▶ [Records supplied]:

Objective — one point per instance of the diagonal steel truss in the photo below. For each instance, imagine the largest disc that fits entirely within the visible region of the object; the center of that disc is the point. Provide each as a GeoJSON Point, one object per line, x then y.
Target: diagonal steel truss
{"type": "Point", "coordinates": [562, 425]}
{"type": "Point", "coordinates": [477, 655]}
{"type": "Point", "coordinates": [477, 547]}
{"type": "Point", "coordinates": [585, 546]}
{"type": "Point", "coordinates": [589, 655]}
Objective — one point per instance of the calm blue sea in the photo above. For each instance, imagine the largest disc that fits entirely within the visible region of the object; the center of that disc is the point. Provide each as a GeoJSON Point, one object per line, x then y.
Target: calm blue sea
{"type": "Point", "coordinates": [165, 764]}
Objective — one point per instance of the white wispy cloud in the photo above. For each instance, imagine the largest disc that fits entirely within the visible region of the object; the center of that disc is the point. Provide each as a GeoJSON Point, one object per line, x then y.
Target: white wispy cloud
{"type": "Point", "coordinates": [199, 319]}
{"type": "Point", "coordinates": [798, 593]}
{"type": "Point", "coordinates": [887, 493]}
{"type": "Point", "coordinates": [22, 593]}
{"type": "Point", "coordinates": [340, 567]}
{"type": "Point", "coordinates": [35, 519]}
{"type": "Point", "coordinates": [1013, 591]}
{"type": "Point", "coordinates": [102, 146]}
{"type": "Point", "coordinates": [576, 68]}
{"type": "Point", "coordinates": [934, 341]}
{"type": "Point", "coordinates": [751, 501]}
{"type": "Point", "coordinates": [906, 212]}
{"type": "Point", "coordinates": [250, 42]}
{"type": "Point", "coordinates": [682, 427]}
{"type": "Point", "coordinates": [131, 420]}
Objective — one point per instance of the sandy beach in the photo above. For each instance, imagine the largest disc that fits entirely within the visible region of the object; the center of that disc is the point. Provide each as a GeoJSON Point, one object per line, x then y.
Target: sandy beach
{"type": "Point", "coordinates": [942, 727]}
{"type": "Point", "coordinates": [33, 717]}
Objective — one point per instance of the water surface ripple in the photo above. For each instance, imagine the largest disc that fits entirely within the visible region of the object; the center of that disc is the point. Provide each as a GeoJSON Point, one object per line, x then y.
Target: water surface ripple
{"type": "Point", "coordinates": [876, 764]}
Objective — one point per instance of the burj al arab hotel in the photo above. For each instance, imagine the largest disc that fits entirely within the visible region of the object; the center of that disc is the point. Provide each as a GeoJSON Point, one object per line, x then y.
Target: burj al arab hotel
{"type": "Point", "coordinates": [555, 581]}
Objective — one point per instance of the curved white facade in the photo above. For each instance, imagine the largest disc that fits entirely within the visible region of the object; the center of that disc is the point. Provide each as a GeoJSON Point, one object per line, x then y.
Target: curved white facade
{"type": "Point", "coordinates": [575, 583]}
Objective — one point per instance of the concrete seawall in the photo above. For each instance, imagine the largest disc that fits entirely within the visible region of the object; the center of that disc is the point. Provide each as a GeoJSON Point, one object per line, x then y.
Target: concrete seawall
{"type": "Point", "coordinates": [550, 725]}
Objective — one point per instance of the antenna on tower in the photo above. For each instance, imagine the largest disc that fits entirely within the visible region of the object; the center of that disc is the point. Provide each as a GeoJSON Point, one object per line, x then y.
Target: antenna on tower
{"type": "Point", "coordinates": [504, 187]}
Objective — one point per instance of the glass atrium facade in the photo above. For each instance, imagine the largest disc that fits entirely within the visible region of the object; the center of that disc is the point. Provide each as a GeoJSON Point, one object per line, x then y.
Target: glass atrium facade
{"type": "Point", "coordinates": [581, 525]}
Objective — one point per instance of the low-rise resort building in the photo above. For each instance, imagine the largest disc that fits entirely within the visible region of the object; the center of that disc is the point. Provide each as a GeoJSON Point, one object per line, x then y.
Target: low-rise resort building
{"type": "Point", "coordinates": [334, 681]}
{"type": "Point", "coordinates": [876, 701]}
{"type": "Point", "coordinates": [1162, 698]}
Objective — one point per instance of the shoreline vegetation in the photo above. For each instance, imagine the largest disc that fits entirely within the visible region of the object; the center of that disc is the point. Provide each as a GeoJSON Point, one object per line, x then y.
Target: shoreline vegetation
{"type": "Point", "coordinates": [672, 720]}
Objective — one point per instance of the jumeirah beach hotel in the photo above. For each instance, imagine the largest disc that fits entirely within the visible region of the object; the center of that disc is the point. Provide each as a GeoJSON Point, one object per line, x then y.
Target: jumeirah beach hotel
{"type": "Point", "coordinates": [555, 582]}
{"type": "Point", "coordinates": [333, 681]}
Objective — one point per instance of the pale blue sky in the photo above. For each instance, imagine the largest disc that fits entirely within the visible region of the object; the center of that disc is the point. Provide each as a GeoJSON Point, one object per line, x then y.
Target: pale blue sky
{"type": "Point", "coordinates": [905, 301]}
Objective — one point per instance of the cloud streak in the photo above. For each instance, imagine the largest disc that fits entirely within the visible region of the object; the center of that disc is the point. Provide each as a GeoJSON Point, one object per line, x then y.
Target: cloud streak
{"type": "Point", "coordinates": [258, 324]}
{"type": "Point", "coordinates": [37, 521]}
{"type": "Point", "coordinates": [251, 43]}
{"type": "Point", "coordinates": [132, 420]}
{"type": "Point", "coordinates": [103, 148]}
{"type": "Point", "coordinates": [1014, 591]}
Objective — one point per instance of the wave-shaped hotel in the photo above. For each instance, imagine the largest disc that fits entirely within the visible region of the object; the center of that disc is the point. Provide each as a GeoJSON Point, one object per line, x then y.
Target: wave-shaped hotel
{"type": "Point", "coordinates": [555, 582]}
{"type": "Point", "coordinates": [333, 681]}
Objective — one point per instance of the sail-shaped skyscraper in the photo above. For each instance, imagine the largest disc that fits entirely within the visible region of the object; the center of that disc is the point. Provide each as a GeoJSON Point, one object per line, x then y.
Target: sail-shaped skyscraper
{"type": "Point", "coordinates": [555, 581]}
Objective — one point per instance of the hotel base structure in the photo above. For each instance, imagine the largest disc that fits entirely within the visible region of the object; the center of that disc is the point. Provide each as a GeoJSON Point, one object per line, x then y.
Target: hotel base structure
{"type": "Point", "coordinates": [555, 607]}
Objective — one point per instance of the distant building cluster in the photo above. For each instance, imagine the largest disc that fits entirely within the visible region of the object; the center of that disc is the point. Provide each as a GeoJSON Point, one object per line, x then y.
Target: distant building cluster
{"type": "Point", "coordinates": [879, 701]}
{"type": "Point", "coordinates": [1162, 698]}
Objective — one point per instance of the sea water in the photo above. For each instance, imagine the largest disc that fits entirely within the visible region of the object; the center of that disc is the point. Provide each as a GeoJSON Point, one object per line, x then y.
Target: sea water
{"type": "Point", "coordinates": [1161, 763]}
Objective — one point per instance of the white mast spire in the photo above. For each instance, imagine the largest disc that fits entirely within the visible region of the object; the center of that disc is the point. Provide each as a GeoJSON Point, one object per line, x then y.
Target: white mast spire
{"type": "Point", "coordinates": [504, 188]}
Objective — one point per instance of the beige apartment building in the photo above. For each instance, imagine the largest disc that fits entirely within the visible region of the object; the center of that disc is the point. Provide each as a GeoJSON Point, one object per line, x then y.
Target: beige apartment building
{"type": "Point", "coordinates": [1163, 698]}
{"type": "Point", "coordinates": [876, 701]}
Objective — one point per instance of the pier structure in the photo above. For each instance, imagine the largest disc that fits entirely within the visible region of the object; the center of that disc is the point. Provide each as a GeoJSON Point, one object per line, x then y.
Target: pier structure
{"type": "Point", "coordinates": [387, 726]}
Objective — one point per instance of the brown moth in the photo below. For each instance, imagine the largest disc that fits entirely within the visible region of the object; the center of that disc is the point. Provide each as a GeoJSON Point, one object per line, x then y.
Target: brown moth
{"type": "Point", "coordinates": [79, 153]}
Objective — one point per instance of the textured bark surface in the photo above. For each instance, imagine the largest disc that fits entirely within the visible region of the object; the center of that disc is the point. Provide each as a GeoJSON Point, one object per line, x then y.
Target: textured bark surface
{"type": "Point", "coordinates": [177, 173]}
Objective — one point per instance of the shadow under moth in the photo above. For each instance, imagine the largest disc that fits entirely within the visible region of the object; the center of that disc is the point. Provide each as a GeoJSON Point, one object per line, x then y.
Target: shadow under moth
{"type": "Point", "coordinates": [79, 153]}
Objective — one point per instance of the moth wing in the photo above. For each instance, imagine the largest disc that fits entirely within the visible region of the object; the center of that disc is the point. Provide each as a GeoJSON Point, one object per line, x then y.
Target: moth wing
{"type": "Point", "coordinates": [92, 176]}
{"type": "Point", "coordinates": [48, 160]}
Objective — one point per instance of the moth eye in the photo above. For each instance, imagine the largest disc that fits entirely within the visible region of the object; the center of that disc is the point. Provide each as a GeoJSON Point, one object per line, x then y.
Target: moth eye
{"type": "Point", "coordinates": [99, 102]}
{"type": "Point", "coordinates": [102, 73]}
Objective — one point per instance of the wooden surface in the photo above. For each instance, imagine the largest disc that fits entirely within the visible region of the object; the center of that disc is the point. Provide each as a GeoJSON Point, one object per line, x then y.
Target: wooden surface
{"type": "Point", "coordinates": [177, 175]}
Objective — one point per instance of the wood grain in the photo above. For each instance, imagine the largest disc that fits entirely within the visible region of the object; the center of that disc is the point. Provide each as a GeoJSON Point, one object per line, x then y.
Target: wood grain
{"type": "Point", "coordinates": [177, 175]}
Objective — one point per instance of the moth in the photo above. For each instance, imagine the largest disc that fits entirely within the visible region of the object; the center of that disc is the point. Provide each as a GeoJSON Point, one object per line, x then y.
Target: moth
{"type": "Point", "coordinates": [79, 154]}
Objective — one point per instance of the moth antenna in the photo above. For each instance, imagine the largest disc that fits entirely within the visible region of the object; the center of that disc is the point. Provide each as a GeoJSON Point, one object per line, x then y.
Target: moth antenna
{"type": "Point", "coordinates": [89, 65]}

▶ [What is asked]: Retype, exactly and only, the lines running from the one with "Objective — one point per instance of the wooden" through the final line of the listing above.

▶ [Written reply]:
Objective — one point per instance of the wooden surface in the photo above. For each instance, imagine the largest disc that fits entirely within the visible region of the object; the center of that disc is the point. Provide each as a GeoJSON Point, one object per line, x then y.
Target: wooden surface
{"type": "Point", "coordinates": [177, 175]}
Objective — one point per instance of the wood grain in the photo above. For each instance, imagine the largest disc that fits entirely within the visible region of the object; the center of that disc is the point. Provide each as a GeoJSON Point, one object per line, x then y.
Target: wood grain
{"type": "Point", "coordinates": [177, 175]}
Objective — one point per instance of the moth in the photo above. For each instance, imagine the largest disc that fits entirely within the visible region of the object; the center of that disc is the point. Provide each as a GeoJSON Point, one object per line, x then y.
Target: moth
{"type": "Point", "coordinates": [79, 154]}
Objective — one point per instance of the moth antenna in the photo above. For each instance, imagine the largest disc that fits entirely within the visible region of the object; the center of that disc is the point. Provide each as a GeoJSON Point, one object per line, x then y.
Target: moth antenna
{"type": "Point", "coordinates": [89, 65]}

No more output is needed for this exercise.